| Aufgabenstellung |
#1 Schreiben Sie bitte aus dem Ausgangstext den Abschnitt wortgetreu ab, der mit „Nach Lektüre dieses“ beginnt und bis „des Klimawandels stoßen.“ reicht.
#2 Nennen Sie alle Gruppen, für die laut Ausgangstext die Alltagstipps mit unterschiedlichen Botschaften gedacht sind.

| Ausgangstext |
────

Das Buch  ist „quasi ein Rundumschlag“, wie der Autor selber es nennt. Es  lässt sich nicht auf eine simple neue These vereinfachen, die man dann an die Wand malen und beschreien könnte. Es ist in neun große Teile mit insgesamt rund  60 kurzen Kapiteln untergliedert. Der Autor bezeichnet es als Handbuch, „weil es Informationen zur Entscheidungsfindung auf jeder Ebene  liefern soll, vom Individuum bis zu Regierungen. Alltagstipps sind mit unterschiedlichen Botschaften für Politiker, Wähler und Unternehmer gedacht.“ Man könnte noch weitergehen und sagen: Eigentlich wirft jedes Kapitel eine Frage auf, die  es zu diskutieren gölte. Oder: {Es gibt keinen Plan(et) B] ist – was bei uns bisher fehlt und dringend benötigt wurde –  ein famoses Handbuch als Vademecum für eine demokratische Streitkultur.                                                                                                                                                                                                                                                             

Auf sie kommt es an. Denn noch ist“  die Menschheiz Sklave des Zusammenspiels wachsender Energie, Effizienz und Technologie, einer Bewegungskurve, die wir bisher nur wenig oder  gar nicht beeinflussen konnten“. Was ist denn mit den großen Versprechungen zu Klima- und Naturschutz, zur Energiepolitik oder von Politikern aller Parteien bis hin zu den Grünen, wenn Berners Lee feststellt: „Der freie Markt ist nachweislich nicht in der Lage, globale Probleme  zu lösen, die eine globale Steuerung erfordern.“                                                                                                                                                                                                                                                                                             

Nach Lektüre dieses Buches drängt sich eine Riesenfrage auf:  Müsste – wenn der hier geltende, überzeigende  Begriff von Wissenschaft und Wahrheit  wirklich Maßstab für politisches Handeln wäre – der größte Teil der offiziellen  Verlautbarungen, die sich laut auf Wissenschaft und Wissenschaftler berufen, nicht endlich als „bullshit“ abgetan werden? Und er dieses Buch gründlich liest,  wird schließlich auch auf ein unschlagbares Argument gegen jedes Infragestellen des Klimawandels stoßen.

────

Gesammelte Dateneinträge:
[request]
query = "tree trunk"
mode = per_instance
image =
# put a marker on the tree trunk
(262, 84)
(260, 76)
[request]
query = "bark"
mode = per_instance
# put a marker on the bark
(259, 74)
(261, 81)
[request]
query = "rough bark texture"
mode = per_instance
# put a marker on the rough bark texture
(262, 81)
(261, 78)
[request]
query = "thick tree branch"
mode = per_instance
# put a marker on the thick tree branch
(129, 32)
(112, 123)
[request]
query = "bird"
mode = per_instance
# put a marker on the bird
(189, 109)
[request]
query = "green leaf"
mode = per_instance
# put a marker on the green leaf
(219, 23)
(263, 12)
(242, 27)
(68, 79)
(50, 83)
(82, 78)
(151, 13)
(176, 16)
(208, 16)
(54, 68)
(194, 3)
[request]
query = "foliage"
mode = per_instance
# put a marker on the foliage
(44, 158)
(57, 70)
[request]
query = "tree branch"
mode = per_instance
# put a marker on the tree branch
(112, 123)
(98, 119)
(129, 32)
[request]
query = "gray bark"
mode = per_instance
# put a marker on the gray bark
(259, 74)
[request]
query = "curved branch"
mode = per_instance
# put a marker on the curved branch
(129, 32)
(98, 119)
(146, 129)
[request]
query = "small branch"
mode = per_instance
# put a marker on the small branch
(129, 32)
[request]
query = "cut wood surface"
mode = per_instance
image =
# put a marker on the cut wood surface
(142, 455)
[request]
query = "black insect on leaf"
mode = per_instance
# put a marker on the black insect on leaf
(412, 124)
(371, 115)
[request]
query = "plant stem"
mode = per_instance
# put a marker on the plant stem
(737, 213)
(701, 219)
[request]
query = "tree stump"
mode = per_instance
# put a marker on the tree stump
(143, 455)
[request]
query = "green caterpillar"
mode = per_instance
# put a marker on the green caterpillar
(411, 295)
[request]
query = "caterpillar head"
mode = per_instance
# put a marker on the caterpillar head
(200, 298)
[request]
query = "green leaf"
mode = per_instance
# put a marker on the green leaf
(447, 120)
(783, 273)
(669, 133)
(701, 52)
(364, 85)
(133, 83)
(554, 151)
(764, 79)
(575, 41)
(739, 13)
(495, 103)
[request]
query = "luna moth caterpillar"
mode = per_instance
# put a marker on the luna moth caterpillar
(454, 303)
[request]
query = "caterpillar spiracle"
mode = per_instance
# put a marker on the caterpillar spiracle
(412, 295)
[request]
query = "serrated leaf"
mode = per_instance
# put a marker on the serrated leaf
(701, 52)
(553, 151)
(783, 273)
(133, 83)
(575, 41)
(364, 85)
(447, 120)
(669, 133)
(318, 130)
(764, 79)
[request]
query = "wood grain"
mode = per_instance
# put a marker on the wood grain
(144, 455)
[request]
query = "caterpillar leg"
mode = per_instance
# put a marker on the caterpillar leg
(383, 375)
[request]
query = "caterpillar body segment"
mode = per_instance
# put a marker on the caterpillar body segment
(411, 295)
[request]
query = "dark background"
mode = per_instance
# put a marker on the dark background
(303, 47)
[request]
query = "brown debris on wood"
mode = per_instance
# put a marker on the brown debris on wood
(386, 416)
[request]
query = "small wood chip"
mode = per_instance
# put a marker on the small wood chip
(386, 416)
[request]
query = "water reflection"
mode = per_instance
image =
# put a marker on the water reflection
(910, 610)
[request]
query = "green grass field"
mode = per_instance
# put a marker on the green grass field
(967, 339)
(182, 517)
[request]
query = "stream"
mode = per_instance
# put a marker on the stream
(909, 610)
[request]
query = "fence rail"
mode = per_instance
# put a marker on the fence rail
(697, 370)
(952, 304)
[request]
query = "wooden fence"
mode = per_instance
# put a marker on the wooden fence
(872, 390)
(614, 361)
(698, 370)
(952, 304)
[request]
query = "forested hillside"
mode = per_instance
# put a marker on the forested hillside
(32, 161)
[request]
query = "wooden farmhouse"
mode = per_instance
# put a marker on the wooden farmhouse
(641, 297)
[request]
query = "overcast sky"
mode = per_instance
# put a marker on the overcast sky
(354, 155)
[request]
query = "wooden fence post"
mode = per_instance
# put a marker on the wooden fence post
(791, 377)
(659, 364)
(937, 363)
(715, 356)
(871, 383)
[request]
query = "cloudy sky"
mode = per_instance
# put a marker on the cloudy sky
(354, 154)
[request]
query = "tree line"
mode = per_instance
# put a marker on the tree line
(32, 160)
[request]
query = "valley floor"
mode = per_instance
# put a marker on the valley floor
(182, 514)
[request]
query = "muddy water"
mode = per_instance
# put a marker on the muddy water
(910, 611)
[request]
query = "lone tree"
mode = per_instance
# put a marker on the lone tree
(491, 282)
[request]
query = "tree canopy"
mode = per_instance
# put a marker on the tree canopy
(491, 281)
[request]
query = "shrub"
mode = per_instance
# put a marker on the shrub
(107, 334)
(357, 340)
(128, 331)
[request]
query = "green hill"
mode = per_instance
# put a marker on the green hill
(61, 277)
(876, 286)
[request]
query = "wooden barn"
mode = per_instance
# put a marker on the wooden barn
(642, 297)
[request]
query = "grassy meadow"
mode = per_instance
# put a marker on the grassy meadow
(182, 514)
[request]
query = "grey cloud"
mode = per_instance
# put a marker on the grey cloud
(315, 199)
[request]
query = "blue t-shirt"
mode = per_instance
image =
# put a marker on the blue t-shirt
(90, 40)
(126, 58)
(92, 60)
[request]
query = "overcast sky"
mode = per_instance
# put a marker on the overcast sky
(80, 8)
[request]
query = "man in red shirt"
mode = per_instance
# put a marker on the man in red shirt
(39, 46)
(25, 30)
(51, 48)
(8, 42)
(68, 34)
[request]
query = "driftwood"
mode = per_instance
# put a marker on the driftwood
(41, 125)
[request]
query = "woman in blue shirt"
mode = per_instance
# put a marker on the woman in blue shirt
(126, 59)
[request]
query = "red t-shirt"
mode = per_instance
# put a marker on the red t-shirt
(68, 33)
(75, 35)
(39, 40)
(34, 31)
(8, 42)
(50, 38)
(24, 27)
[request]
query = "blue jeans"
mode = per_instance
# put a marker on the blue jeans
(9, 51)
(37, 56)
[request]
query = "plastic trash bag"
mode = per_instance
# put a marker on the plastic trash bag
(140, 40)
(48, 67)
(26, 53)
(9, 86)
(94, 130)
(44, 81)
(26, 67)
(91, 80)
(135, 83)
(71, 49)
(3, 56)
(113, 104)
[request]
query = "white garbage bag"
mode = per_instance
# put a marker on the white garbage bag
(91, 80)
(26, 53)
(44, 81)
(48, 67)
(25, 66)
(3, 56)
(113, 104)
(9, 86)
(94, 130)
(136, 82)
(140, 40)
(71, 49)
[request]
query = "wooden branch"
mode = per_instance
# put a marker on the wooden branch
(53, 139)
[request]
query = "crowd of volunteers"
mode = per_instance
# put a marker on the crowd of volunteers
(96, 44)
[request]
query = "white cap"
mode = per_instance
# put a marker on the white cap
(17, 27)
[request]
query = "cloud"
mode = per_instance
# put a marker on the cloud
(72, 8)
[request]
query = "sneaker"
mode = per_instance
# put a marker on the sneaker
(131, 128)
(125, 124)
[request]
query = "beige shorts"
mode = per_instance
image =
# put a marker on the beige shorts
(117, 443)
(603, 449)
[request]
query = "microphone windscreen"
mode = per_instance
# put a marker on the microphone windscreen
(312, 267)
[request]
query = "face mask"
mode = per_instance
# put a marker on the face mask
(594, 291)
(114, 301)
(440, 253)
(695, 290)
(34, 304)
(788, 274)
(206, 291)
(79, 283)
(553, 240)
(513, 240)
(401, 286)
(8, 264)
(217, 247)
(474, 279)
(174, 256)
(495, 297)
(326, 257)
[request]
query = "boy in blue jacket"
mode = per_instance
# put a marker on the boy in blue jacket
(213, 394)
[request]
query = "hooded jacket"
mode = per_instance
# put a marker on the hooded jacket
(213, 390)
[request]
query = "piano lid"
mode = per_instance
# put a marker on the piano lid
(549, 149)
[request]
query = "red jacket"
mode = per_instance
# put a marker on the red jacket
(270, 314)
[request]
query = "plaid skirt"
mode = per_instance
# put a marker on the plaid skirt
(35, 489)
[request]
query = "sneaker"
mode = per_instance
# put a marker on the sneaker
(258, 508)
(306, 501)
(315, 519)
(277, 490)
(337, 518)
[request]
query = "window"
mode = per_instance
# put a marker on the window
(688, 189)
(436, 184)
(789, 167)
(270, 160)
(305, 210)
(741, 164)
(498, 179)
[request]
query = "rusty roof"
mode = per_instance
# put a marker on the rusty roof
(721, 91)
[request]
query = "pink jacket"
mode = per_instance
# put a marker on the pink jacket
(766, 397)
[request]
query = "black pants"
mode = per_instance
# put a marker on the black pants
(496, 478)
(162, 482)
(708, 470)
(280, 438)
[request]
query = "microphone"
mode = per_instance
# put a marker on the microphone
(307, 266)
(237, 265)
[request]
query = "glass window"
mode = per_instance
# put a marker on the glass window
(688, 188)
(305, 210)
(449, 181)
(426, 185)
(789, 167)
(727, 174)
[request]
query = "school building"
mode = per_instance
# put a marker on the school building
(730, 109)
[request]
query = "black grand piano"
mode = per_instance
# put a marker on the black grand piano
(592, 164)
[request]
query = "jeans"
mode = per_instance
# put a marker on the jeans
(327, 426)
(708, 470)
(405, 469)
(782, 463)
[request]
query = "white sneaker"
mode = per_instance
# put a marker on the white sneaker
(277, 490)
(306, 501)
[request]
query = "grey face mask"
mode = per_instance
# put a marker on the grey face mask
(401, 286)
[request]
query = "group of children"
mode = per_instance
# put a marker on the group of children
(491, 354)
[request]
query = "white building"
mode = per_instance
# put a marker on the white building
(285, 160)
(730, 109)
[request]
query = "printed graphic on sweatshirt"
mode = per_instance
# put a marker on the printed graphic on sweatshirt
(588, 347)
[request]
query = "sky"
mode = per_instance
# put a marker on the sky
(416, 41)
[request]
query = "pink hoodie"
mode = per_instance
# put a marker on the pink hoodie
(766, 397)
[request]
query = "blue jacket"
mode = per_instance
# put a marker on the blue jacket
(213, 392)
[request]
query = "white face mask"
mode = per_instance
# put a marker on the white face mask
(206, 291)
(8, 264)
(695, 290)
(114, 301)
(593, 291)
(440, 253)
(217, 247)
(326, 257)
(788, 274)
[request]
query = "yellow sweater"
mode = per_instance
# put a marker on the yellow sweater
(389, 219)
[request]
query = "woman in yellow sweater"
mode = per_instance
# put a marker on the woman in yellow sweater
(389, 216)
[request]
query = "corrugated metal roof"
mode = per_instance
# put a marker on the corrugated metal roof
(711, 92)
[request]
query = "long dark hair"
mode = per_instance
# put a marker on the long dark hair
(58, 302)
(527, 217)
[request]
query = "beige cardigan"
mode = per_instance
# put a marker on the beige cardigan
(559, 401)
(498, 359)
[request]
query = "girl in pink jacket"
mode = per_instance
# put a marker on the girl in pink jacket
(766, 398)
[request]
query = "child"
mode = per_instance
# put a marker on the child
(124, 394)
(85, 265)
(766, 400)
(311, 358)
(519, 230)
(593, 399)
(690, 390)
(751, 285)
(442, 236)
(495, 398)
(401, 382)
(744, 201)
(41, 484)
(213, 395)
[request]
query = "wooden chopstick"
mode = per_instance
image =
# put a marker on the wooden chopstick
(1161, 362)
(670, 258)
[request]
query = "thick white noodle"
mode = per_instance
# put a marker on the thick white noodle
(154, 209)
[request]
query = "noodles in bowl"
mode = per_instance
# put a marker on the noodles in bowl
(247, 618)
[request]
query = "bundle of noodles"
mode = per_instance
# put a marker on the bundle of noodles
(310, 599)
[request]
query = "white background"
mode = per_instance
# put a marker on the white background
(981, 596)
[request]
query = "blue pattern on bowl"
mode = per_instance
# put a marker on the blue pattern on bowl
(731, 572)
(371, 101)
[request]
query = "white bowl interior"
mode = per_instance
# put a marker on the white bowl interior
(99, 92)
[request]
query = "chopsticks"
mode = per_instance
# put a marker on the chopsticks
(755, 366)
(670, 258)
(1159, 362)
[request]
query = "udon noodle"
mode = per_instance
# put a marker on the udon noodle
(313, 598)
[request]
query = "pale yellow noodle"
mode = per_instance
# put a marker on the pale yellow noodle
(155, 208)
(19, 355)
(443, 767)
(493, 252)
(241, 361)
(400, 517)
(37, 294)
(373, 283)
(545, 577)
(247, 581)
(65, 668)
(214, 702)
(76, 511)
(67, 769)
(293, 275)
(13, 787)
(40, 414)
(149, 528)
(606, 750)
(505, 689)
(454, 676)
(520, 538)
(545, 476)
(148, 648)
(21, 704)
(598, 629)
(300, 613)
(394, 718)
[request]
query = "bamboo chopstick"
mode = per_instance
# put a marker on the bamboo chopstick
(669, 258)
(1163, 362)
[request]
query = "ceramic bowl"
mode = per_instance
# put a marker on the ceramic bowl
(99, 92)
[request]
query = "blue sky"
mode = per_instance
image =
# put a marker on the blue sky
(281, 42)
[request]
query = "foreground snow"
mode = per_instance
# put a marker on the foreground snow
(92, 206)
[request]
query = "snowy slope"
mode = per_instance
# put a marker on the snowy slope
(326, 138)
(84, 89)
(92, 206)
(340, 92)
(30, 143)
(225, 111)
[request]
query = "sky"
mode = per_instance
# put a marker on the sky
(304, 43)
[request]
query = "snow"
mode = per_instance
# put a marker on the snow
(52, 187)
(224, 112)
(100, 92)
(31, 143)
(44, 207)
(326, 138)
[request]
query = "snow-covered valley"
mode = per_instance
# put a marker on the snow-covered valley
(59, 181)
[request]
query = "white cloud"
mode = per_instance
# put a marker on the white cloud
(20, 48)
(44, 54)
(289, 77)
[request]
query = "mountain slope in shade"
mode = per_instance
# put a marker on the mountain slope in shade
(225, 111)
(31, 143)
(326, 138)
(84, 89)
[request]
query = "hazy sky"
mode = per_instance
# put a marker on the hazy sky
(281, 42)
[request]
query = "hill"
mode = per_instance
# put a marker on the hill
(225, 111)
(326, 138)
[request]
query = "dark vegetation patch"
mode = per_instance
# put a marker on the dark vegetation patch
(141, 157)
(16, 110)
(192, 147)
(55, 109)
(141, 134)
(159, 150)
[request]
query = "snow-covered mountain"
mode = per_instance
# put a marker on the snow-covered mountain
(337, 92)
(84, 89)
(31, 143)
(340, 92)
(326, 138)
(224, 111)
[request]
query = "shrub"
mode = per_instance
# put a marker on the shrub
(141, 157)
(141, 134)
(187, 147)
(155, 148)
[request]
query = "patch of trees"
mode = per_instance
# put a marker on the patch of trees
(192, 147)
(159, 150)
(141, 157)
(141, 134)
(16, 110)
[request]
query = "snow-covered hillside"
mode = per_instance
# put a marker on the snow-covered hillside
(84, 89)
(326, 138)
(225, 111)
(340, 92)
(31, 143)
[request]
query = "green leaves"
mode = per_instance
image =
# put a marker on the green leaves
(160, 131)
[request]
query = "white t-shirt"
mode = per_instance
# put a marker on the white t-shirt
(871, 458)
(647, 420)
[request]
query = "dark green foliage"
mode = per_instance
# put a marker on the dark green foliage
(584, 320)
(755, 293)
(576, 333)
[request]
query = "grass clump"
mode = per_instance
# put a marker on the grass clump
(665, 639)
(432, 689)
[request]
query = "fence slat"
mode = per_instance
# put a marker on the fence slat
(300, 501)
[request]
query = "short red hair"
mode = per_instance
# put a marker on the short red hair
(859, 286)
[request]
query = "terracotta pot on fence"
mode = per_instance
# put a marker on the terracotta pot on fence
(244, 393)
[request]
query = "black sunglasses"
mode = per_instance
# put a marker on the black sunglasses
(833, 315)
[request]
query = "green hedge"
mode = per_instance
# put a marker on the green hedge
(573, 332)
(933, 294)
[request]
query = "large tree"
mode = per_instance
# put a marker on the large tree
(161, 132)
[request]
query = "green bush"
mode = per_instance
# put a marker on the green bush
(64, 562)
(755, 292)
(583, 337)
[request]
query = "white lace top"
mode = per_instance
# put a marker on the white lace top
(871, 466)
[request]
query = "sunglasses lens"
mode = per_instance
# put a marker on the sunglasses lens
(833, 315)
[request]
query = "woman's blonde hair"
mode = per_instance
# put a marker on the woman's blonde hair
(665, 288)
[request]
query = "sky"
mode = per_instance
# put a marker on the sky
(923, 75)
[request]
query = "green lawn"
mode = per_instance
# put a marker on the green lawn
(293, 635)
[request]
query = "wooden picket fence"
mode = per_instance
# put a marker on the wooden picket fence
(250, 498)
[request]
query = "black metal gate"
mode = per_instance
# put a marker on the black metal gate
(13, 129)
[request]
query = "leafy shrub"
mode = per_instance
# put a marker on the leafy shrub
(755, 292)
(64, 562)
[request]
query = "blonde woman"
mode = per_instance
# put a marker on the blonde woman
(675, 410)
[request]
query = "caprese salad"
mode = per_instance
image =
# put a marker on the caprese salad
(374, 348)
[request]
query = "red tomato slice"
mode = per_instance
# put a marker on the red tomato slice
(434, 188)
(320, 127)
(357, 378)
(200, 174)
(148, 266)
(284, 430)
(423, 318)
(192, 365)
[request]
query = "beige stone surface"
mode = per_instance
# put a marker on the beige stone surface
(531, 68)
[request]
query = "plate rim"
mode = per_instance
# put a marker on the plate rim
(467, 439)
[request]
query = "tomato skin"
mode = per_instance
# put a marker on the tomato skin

────

| Antworten |
#1
Nach Lektüre dieses Buches drängt sich eine Riesenfrage auf:  Müsste – wenn der hier geltende, überzeigende  Begriff von Wissenschaft und Wahrheit  wirklich Maßstab für politisches Handeln wäre – der größte Teil der offiziellen  Verlautbarungen, die sich laut auf Wissenschaft und Wissenschaftler berufen, nicht endlich als „bullshit“ abgetan werden? Und er dieses Buch gründlich liest,  wird schließlich auch auf ein unschlagbares Argument gegen jedes Infragestellen des Klimawandels stoßen.

#2 Politiker, Wähler, Unternehmer